-- MATERIAL PROVIDED follows --

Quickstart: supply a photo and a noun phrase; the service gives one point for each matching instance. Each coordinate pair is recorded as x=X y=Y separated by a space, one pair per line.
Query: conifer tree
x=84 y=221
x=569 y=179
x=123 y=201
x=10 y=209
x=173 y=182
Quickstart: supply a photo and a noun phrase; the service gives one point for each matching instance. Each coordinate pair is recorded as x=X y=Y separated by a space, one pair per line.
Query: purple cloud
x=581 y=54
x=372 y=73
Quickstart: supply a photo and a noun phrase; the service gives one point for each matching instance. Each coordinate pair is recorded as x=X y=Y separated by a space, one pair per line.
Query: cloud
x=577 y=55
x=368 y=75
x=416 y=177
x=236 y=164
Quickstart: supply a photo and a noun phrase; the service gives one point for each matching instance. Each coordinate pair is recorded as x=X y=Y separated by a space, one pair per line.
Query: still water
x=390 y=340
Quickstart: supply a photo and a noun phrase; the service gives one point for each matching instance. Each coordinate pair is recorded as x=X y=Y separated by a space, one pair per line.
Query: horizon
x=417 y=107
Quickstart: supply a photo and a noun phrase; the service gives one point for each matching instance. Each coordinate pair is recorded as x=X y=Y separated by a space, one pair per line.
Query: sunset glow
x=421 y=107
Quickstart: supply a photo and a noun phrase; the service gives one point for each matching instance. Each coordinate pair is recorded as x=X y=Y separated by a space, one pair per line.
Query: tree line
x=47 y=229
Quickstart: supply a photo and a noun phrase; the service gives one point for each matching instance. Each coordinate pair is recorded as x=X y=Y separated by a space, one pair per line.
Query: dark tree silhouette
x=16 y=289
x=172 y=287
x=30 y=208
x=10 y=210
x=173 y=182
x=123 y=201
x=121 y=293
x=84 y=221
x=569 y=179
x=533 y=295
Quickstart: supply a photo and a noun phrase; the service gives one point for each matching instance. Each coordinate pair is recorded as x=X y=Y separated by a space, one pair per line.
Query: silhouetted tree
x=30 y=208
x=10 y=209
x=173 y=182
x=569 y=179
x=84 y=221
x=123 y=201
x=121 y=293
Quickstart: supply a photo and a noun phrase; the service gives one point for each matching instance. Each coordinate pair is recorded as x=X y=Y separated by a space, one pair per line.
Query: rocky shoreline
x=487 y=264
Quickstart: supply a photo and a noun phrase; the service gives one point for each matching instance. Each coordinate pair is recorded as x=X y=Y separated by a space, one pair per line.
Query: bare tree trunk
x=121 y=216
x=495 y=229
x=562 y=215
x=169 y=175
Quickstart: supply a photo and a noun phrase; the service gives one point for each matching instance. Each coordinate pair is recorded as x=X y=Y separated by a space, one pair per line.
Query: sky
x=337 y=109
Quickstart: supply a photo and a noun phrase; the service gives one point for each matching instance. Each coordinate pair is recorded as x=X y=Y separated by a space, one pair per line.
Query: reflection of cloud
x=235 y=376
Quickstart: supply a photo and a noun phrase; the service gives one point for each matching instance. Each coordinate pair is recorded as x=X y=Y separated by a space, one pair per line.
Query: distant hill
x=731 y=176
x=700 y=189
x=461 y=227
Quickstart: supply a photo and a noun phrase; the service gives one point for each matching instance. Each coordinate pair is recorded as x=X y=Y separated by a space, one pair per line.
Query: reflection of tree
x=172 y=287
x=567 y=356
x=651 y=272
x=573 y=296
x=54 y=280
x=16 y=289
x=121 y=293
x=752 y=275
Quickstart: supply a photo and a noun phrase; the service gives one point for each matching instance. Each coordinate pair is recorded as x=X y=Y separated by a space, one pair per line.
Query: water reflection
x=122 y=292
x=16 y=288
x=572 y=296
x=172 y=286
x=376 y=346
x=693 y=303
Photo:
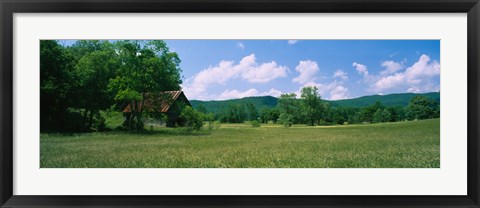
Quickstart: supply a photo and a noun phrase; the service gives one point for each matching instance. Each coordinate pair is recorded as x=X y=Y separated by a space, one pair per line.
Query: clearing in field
x=412 y=144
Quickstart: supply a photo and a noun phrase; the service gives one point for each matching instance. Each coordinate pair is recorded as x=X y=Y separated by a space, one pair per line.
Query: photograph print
x=239 y=103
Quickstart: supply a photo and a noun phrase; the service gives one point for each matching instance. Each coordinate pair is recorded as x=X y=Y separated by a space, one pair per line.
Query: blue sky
x=341 y=69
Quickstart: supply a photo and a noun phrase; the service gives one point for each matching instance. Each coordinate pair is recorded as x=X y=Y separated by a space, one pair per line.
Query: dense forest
x=80 y=81
x=311 y=109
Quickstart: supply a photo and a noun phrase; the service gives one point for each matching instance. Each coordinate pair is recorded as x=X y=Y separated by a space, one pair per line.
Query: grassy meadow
x=413 y=144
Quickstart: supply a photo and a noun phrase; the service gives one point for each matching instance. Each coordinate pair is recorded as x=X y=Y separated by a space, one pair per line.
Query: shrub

-- MATERIAL PROVIDED concluded --

YOUR ASSIGNMENT — Without including the pictures, return each record above exactly as it stands.

RESPONSE TO THIS EXERCISE —
Quickstart: supply a photo and a noun phrase; the service gives one point for each matching instance. Each coordinate pair is recorded as x=X y=Y separated by a space, one pair per line.
Query: conifer tree
x=84 y=221
x=569 y=179
x=123 y=201
x=10 y=209
x=173 y=182
Quickstart: supply a photo and a noun phrase; the service gives one point for each matching instance. Each coordinate pair is recorded as x=X y=Y separated by a space, one pair per line.
Query: purple cloud
x=581 y=54
x=372 y=73
Quickstart: supply a photo and a noun phrase; the service gives one point for each matching instance. Each coordinate pair is recorded as x=X y=Y separated by a space, one pair per line.
Query: cloud
x=577 y=55
x=368 y=75
x=416 y=177
x=236 y=164
Quickstart: supply a photo and a noun phrase; the service gives one point for each matching instance. Each coordinate pair is recorded as x=X y=Y separated by a space, one pair per line.
Query: still water
x=390 y=340
Quickstart: supply a photo and a noun phrase; the service gives one point for each matching instance. Each coordinate pair is recorded as x=X y=Y separated by a space, one pair per line.
Query: horizon
x=417 y=107
Quickstart: supply a photo and a noun phrase; the service gives one point for each matching instance. Each coordinate pair is recorded as x=X y=Y separated by a space, one pair per line.
Query: sunset glow
x=421 y=107
Quickstart: supply a photo and a noun phrase; the service gives one point for each matching instance. Each coordinate pair is recorded as x=X y=Y separated by a space, one pair per line.
Query: tree line
x=47 y=229
Quickstart: supply a photo and a noun phrase; the service gives one point for each matching instance. Each coordinate pair is recorded as x=X y=Y separated by a space, one pair per line.
Query: dark tree silhouette
x=16 y=289
x=172 y=287
x=30 y=208
x=10 y=210
x=173 y=182
x=123 y=201
x=121 y=293
x=84 y=221
x=569 y=179
x=533 y=295
Quickstart: supply a photo and a noun phrase; the service gives one point for each matching instance. Each coordinate pair is recorded as x=X y=Y separated by a space, one pair per line.
Query: silhouetted tree
x=30 y=208
x=10 y=209
x=173 y=182
x=569 y=179
x=84 y=221
x=123 y=201
x=121 y=293
Quickstart: supply a photo and a noun phrase; the service gives one point for each matching instance. Each coordinate pair is recorded as x=X y=Y separated by a space, one pair per line.
Query: rocky shoreline
x=487 y=264
Quickstart: supply a photo and a noun phrase; the service gives one point for each matching instance. Each coordinate pair is recorded as x=X y=Y separated by a space, one pair per line.
Query: bare tree trunk
x=121 y=216
x=495 y=229
x=562 y=215
x=169 y=175
Quickstart: supply a photo and a noun phrase; the service gives one point for each matching instance. Each coordinate pair is recorded as x=X y=Y separated by a space, one pair per line.
Query: sky
x=337 y=109
Quickstart: supply a photo and a noun phrase; the service gives one point for each matching instance. Each coordinate pair is recorded as x=X y=Y separated by a space, one pair per line.
Query: reflection of cloud
x=235 y=376
Quickstart: supply a photo and a noun phrase; the service gives one point for each matching instance. Each coordinate pair is recorded as x=X y=Y separated by a space, one pair per line.
Query: distant hill
x=731 y=176
x=700 y=189
x=461 y=227
Quickstart: supply a photo and a noun phrase; the service gives one point for each matching instance. Each coordinate pair is recorded as x=X y=Y separated by a space, one pair per line.
Query: reflection of tree
x=172 y=287
x=567 y=356
x=651 y=272
x=573 y=296
x=54 y=280
x=16 y=289
x=121 y=293
x=752 y=275
Quickstart: supply a photo and a noun phrase; the service gives one point for each matching instance. Each coordinate pair is recorded as x=X y=Y separated by a space, one pair per line.
Query: water reflection
x=122 y=292
x=16 y=288
x=572 y=296
x=172 y=286
x=376 y=346
x=693 y=303
Photo:
Quickstart: supply a photo and a noun phrase; the service gives one point for each matching instance. Each coordinate pair is recorded as x=X y=Y separated by a space, one pair per line.
Query: clearing in field
x=412 y=144
Quickstart: supply a photo and a noun phrase; the service gives one point for each matching instance. Each coordinate pair is recorded as x=X y=Y separated by a space, one pair per line.
Query: photograph print
x=239 y=103
Quickstart: supply a photo and a noun phrase; the service gives one point for each matching instance. Each coordinate pair is recorded as x=X y=Y separated by a space, one pair per line.
Query: blue sky
x=341 y=69
Quickstart: supply a photo and a noun phrase; the service gives one point for each matching instance. Each coordinate pair is recorded as x=X y=Y separated by a space, one pair per line.
Query: dense forest
x=80 y=81
x=311 y=109
Quickstart: supply a photo and a noun phrase; the service gives one point for each matching instance. Each coordinate pair is recorded as x=X y=Y separated by a space, one pair per line.
Query: grassy meadow
x=413 y=144
Quickstart: supply a photo and a noun phrase; the service gives one point for each matching instance. Each coordinate pair is recorded as x=X y=Y separated by a space, one pair per line.
Query: shrub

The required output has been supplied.